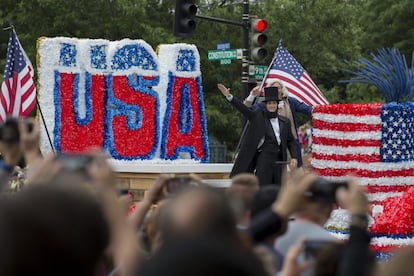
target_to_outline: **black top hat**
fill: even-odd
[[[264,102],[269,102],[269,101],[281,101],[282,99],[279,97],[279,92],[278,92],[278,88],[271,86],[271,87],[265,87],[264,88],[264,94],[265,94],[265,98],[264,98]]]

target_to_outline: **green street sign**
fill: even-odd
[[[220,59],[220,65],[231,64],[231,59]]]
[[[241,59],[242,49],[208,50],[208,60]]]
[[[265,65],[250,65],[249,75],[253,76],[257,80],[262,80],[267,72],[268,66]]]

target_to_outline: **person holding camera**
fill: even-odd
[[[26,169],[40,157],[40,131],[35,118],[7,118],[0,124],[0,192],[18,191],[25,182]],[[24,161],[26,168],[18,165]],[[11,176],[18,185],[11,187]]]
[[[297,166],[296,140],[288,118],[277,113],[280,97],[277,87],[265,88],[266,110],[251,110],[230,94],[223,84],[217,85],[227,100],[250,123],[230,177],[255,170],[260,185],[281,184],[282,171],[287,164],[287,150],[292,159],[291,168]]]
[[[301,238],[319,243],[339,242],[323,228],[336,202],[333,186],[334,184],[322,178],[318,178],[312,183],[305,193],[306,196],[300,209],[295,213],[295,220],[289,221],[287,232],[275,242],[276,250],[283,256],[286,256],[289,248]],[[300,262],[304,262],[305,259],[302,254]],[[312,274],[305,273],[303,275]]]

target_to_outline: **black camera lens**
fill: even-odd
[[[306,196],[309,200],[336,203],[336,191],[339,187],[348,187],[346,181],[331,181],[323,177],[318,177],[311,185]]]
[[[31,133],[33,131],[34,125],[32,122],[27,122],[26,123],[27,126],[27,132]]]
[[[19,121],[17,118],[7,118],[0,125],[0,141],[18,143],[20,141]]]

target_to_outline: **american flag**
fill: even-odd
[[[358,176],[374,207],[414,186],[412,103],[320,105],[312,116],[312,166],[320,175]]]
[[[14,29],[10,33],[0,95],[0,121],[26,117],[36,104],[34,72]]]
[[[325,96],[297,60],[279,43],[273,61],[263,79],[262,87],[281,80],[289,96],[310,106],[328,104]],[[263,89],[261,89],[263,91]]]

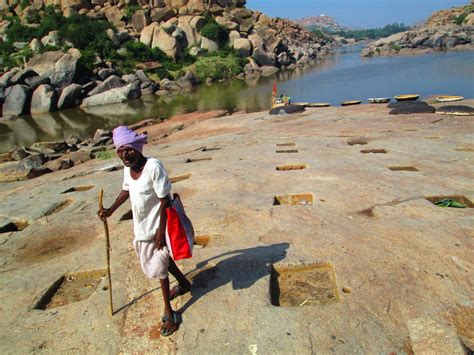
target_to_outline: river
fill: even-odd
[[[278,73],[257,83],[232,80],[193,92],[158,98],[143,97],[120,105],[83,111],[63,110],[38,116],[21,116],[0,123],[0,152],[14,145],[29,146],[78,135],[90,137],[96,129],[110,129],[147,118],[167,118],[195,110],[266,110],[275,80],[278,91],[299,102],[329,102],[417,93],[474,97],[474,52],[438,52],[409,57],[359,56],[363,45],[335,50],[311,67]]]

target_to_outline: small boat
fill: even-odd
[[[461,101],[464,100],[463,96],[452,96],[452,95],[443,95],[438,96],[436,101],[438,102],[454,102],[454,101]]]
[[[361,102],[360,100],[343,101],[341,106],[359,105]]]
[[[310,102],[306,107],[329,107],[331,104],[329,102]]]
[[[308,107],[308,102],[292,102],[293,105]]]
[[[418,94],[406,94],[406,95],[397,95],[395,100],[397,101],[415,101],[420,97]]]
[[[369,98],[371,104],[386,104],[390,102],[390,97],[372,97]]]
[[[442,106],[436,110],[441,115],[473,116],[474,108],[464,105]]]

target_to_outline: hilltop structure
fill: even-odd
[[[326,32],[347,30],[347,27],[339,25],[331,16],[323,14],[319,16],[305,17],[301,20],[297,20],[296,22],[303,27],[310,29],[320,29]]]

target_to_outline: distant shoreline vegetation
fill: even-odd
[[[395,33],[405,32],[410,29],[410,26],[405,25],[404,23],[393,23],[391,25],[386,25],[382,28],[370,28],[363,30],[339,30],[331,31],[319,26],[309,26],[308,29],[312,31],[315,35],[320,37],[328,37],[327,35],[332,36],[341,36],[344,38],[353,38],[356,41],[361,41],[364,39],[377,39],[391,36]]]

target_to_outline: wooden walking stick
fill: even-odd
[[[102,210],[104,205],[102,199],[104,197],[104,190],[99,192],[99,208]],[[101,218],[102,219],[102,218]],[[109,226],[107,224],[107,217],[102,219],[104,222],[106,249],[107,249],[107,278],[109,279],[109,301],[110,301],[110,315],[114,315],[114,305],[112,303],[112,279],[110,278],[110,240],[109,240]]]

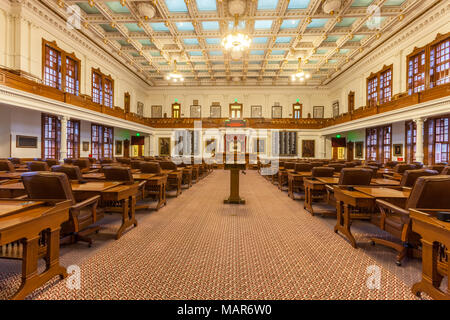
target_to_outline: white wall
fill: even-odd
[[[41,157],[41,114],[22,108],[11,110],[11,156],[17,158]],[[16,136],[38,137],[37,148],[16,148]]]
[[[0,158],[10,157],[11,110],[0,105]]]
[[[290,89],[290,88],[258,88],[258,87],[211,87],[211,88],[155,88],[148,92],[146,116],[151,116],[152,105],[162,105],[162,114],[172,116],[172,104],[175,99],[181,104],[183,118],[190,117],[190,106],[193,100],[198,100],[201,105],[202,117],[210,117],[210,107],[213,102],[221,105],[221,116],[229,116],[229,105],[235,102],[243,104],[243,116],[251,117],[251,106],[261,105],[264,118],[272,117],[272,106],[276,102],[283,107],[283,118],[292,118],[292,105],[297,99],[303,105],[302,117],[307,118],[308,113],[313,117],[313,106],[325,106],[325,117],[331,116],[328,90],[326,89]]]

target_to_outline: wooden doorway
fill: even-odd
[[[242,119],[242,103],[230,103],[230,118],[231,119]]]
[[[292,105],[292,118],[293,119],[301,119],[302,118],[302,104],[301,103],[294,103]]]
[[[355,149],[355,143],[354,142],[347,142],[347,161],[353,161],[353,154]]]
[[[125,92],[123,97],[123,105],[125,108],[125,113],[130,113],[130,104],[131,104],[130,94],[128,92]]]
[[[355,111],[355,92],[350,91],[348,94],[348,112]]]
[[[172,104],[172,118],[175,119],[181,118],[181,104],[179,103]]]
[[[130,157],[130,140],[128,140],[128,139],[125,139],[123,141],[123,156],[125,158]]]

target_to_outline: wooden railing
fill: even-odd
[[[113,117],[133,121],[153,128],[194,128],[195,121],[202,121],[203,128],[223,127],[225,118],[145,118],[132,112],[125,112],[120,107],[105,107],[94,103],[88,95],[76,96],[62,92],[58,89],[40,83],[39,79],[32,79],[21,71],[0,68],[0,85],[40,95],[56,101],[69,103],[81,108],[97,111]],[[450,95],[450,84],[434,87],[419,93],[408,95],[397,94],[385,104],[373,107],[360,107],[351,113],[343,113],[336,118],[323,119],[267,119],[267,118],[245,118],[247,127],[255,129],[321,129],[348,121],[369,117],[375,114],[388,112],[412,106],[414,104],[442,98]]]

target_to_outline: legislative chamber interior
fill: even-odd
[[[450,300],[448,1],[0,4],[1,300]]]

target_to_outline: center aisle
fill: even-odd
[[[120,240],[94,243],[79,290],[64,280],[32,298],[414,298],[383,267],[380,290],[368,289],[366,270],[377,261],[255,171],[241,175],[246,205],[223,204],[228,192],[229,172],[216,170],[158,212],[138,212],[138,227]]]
::::
* [Task instructions]:
Locate "target_to_outline: legislative chamber" in the material, then quote the line that contains it and all lines after it through the final one.

* [Exercise output]:
target_to_outline: legislative chamber interior
fill: even-odd
[[[450,300],[448,1],[0,4],[1,300]]]

target_to_outline: center aisle
fill: even-odd
[[[120,240],[94,243],[79,290],[64,280],[32,298],[414,298],[383,267],[380,290],[368,289],[366,270],[377,261],[255,171],[241,175],[246,205],[223,204],[228,192],[229,172],[216,170],[158,212],[138,212],[138,227]]]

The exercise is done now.